PROBLEM SET:
1/ In the passage about Dr. Biber below, rewrite the paragraph beginning "Dr. Biber worked at Mount San Rafael Hospital" as a short bulleted list that keeps its main facts.
2/ Extend the passage about Dr. Biber and Rev. Frank Schaefer below, picking up after its final sentence.

DOCUMENT EXTRACT:
#####

Dr. Biber worked at Mount San Rafael Hospital in Trinidad, Colorado--a facility founded by the Sisters of Charity. Even though the hospital was in the process of being taken over by the Trinidad Area Health Association by the time Biber started performing the surgeries in 1968, there were still Sisters associated with the facility. Also, some members of the TAHA were, to put it mildly, conservative. So Dr. Biber had to conduct his surgeries "underground", so to speak.
Given that he had established his reputation as a surgeon, having worked at the hospital for several years before that first GRS, he was able to convince anyone who questioned him that he was, in fact, doing other surgeries.
I thought of that as I read about Rev. Frank Schaefer. Granted, what he did "under the radar" was very different from what Dr. Biber did. But the Methodist minister suffered in a way that Dr. Biber could have.

#####

[Dataset records]
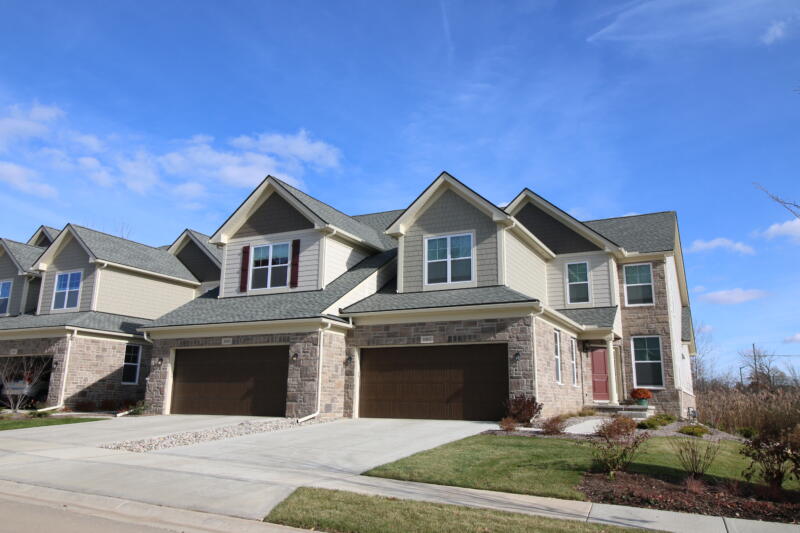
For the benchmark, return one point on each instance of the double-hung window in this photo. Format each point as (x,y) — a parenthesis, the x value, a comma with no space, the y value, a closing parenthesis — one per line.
(557,352)
(573,346)
(648,366)
(130,368)
(5,296)
(639,284)
(448,259)
(68,289)
(578,283)
(270,266)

#####

OUTPUTS IN ORDER:
1/
- Dr. Biber worked at Mount San Rafael Hospital in Trinidad, Colorado, which the Sisters of Charity founded.
- When he began performing the surgeries in 1968, the Trinidad Area Health Association (TAHA) was taking over the hospital, but some Sisters were still associated with it.
- Some TAHA members were very conservative.
- As a result, Dr. Biber had to perform his surgeries "underground."

2/
Rev. Schaefer secretly performed a same-sex marriage--his son's-- in Massachusetts. At least, it remained secret for a few years. Then, a member of his conservative Pennsylvania congregation got wind of it and filed a complaint, which led to his being defrocked--even though he promised never to perform another same-sex marriage.
Given the climate of the time and place in which he worked, Dr. Biber could well have lost his hospital privileges--or even his medical license. That he didn't is--if you'll indulge me in using a religious term--a miracle.
Now the judicial council of the United Methodist Church has ruled that the Pennsylvania church jury was wrong to defrock Rev. Schaefer. The council based it ruling on "technical grounds", but emphasized that their decision should not be interpreted as support for gay marriage.